======== Data records

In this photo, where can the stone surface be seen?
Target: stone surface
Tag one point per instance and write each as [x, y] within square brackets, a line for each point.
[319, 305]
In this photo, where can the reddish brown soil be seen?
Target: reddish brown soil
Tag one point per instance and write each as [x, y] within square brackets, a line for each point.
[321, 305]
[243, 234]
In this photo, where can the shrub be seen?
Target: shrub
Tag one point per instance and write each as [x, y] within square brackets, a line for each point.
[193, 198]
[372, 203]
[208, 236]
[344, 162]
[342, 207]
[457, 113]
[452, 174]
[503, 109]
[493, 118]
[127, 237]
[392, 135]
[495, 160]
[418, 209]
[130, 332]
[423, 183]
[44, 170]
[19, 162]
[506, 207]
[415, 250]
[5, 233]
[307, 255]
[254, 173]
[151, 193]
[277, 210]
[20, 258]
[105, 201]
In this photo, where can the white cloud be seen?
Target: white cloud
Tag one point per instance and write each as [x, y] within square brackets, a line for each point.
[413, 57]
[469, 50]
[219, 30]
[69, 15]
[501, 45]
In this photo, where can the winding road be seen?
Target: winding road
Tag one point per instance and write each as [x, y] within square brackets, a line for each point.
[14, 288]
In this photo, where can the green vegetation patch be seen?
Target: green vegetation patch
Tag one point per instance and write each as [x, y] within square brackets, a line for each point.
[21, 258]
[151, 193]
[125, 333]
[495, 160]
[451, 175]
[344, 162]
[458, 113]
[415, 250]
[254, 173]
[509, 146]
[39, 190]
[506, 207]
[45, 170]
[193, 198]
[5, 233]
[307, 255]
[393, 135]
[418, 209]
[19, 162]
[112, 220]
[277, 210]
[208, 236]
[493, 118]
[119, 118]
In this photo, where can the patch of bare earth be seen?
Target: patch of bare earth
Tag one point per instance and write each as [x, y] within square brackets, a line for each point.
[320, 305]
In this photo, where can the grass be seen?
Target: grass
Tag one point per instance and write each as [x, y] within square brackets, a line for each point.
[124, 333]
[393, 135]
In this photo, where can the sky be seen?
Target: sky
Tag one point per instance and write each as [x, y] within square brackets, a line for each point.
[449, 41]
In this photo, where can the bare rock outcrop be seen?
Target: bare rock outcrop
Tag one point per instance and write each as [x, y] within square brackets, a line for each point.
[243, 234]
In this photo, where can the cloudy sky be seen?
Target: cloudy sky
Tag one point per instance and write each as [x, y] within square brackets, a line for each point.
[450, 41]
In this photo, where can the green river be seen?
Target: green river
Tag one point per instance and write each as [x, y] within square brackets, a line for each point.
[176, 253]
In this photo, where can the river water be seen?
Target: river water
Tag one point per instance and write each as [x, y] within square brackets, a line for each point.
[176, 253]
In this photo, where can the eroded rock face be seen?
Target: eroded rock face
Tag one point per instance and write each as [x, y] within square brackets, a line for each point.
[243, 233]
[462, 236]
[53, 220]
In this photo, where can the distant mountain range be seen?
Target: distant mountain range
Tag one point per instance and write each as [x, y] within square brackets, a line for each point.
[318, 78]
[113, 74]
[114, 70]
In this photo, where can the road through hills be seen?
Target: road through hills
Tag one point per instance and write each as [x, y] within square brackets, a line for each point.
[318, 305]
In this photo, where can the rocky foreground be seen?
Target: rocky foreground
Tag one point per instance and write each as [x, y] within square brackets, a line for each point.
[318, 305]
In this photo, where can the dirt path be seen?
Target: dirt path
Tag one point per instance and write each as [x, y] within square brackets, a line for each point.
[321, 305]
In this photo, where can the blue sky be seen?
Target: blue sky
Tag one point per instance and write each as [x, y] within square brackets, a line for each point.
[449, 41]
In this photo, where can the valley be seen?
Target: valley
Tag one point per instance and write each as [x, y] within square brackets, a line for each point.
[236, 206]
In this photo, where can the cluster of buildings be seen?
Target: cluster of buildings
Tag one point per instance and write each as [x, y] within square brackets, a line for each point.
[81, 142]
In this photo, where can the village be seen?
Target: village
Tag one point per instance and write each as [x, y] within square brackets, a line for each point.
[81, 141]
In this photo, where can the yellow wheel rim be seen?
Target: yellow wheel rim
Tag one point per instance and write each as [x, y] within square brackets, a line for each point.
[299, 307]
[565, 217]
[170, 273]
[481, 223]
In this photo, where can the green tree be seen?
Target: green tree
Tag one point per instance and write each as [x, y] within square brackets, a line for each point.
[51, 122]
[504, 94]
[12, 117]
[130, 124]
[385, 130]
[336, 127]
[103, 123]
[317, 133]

================

Problem
Some lines of the data may hold the word "distant". Say how many do, with nothing else.

Answer for this exercise
2